**PROBLEM REQUIREMENTS**:
Scan the lines below; pull out those with "clear".
═════ MATERIAL TO PROCESS ═════
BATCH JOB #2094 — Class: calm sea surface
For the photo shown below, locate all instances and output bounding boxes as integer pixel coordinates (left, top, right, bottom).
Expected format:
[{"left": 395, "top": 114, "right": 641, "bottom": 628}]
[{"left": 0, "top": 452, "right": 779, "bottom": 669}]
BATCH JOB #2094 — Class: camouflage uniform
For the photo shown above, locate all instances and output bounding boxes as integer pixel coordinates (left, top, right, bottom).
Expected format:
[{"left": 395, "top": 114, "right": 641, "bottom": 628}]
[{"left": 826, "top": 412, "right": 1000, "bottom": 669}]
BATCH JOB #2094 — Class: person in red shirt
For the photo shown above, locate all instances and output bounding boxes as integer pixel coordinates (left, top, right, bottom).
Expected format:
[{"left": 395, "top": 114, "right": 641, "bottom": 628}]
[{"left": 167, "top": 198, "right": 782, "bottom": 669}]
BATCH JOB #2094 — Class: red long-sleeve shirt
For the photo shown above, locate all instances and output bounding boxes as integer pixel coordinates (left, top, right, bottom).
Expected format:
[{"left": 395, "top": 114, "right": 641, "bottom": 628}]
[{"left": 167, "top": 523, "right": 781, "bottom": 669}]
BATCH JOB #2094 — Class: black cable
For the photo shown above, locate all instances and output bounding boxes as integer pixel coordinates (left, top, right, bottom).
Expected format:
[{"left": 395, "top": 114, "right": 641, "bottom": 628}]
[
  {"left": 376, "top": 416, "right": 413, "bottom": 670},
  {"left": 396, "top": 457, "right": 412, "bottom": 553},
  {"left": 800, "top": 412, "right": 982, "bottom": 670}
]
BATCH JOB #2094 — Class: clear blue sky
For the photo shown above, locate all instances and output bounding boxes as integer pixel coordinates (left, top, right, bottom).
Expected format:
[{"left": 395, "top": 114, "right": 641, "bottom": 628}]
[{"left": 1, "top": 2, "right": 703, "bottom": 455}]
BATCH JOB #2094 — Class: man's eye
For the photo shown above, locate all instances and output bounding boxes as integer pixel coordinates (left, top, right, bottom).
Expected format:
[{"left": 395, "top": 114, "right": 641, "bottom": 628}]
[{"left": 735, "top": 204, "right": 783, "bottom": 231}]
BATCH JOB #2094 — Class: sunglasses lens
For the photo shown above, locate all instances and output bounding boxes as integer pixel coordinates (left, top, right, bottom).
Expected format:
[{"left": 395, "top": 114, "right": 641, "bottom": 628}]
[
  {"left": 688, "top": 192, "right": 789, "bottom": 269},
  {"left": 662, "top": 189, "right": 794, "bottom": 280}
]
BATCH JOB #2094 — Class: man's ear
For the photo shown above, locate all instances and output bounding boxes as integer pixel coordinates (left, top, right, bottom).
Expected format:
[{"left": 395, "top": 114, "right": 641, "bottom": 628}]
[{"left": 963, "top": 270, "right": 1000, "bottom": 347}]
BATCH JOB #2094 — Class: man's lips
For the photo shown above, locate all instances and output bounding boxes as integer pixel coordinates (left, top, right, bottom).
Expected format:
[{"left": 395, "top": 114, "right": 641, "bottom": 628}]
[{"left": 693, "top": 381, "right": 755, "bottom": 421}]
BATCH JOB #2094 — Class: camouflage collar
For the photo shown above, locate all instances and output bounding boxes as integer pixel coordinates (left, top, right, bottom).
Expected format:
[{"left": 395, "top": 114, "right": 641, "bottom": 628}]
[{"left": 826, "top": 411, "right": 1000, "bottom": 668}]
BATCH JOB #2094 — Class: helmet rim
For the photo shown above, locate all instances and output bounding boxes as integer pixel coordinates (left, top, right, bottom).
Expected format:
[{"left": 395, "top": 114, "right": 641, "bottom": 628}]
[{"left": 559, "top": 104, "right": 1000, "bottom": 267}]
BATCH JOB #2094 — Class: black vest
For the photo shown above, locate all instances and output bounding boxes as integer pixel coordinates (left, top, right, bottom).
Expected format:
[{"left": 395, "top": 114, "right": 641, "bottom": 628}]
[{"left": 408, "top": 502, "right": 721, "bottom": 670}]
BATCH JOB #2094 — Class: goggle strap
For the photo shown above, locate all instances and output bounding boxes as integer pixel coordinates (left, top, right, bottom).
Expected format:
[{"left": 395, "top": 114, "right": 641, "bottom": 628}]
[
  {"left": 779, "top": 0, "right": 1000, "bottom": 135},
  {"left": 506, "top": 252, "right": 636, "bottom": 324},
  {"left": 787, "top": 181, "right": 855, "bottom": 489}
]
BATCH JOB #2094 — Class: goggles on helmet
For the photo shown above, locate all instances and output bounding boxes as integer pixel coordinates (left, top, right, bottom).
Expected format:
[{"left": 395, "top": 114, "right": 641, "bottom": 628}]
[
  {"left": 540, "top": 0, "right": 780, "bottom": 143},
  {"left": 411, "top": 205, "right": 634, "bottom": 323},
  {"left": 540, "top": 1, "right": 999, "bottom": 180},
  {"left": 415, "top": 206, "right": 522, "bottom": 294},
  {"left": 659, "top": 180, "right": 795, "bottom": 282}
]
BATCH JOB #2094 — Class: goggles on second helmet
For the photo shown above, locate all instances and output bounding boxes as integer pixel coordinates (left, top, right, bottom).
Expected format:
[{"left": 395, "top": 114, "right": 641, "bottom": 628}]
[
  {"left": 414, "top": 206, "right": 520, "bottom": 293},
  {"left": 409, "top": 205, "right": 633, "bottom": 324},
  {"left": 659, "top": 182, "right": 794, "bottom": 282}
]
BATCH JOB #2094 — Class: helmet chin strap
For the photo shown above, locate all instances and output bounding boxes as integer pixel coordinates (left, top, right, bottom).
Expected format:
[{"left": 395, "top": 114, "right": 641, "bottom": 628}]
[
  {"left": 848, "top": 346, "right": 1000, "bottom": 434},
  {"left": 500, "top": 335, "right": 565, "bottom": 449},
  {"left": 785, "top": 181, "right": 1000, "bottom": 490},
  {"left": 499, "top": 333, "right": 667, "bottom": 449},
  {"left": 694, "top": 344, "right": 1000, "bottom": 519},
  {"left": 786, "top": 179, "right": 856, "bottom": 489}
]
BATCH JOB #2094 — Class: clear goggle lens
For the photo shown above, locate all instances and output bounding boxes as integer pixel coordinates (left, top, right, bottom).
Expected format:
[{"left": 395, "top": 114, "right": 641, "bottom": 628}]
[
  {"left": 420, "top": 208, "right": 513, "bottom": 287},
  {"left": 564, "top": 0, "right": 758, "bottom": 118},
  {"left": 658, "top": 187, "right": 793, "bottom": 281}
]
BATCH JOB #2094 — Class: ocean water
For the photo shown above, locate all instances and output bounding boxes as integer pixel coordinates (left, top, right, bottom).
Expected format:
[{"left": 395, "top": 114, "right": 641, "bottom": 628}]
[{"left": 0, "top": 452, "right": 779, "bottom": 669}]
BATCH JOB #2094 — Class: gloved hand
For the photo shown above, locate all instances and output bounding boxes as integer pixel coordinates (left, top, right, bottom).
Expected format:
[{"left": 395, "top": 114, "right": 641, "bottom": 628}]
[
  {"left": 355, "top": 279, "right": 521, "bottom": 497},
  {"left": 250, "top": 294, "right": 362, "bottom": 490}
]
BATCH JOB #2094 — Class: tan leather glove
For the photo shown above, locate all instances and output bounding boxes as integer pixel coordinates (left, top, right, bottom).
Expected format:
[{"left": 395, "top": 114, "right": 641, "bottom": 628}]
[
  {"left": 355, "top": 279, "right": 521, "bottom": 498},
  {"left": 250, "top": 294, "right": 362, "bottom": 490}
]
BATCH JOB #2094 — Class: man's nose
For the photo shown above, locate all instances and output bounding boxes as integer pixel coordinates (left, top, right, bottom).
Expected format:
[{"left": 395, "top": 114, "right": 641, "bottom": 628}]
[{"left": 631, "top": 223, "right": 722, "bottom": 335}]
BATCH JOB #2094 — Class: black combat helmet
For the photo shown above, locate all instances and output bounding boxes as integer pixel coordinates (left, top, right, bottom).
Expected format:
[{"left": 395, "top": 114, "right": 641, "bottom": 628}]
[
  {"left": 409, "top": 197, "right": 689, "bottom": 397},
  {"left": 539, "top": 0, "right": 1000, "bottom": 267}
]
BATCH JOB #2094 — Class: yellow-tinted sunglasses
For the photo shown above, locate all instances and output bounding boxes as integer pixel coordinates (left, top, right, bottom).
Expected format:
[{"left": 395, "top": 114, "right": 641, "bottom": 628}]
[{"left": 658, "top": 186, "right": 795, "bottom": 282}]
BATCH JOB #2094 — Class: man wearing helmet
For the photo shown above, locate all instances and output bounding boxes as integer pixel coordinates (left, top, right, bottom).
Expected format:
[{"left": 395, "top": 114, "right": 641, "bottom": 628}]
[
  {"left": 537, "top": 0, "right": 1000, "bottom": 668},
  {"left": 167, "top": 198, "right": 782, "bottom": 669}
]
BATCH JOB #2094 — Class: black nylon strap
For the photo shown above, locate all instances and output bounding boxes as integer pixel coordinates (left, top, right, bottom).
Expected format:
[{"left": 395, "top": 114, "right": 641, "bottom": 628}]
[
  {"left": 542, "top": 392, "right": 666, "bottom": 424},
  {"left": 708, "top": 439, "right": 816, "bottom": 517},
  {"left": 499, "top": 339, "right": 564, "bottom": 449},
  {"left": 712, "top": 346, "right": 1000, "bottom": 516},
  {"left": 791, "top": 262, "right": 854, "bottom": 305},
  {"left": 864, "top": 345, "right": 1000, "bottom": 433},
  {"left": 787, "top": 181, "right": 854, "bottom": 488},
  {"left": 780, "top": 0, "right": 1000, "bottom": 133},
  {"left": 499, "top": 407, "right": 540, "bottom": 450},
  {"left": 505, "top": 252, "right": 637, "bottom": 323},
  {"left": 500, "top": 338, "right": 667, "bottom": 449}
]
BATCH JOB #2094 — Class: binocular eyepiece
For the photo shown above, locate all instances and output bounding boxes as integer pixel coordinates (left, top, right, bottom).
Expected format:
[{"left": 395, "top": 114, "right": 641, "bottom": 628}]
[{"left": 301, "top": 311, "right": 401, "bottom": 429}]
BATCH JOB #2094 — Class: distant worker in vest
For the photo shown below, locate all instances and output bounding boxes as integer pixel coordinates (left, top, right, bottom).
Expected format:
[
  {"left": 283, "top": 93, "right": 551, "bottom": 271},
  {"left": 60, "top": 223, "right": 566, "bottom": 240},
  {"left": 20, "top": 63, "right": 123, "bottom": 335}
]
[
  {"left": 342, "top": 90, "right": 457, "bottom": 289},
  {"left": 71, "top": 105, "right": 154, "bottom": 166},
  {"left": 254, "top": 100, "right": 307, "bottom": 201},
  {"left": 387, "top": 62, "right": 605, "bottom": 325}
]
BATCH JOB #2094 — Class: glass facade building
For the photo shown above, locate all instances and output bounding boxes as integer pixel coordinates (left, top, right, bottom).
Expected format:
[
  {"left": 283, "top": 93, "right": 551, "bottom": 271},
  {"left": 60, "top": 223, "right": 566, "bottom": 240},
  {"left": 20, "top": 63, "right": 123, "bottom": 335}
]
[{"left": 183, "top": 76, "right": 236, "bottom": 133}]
═════
**RESULT OF THE EXERCISE**:
BATCH JOB #2094 — Class: clear blue sky
BATCH JOB #2094 — Class: clear goggle lens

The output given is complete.